-- Opening Marker --
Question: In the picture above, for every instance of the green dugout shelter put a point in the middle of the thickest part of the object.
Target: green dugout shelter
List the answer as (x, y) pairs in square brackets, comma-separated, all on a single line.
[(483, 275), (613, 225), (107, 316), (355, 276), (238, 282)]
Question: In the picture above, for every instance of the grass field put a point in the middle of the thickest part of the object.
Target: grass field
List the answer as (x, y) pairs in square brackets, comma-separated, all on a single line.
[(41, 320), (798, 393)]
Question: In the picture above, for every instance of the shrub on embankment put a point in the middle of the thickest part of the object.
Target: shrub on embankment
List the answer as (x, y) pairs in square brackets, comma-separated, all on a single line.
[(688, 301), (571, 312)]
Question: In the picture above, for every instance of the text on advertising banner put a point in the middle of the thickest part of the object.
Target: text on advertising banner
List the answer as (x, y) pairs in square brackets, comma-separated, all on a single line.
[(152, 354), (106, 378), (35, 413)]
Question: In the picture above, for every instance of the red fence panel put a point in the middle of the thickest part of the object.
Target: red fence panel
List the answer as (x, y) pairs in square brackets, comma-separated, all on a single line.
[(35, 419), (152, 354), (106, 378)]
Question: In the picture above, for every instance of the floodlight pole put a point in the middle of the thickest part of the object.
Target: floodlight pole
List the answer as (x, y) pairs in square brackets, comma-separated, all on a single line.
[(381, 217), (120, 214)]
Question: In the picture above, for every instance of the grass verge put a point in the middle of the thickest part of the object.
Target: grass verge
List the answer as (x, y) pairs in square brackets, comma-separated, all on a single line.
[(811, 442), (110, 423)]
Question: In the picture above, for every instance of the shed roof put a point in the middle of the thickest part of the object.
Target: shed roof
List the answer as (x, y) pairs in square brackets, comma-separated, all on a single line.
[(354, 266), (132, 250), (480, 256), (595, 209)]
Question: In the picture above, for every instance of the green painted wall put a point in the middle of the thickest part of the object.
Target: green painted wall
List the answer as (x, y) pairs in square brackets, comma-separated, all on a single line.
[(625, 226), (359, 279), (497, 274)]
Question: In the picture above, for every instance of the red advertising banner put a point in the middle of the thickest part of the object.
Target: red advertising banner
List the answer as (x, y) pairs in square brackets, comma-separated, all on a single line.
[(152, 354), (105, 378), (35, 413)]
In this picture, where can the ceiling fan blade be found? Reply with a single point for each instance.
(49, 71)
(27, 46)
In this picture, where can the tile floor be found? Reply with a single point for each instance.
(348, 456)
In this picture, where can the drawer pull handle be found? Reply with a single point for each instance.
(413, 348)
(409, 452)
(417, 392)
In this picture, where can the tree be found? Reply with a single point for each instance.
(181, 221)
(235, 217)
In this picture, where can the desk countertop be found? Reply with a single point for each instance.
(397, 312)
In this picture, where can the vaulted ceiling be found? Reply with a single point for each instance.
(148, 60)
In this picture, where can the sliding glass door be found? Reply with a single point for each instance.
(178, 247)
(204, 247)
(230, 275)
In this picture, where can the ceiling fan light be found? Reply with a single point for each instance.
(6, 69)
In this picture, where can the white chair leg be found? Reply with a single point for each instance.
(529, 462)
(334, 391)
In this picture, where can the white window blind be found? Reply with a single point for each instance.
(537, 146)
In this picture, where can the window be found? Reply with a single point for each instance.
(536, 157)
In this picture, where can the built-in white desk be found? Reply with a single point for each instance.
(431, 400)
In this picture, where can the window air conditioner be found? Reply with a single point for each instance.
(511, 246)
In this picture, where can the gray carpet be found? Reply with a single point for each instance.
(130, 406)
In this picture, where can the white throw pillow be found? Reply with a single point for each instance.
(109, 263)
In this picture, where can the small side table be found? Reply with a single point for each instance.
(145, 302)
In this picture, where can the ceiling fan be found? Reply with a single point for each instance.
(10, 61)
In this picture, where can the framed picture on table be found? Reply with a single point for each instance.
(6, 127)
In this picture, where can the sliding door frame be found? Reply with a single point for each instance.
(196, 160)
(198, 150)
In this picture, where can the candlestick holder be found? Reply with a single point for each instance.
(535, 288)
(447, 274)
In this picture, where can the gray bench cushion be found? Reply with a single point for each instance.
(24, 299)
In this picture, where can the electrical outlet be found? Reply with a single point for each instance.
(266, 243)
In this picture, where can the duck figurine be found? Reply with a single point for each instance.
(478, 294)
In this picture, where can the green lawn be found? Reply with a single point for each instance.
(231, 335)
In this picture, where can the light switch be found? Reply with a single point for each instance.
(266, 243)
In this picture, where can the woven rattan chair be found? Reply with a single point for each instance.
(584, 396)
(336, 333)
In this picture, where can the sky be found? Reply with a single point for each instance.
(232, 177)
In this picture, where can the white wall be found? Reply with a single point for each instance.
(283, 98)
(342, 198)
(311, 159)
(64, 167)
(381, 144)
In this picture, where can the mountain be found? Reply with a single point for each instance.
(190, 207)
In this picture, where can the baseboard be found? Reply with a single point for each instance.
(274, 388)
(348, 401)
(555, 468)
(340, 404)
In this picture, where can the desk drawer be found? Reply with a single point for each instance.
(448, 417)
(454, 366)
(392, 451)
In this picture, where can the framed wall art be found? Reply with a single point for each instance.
-- Closing Marker --
What you should do: Once you have checked the entries above, say how many lines include the word "advertising", and nothing beyond the number.

Answer space: 4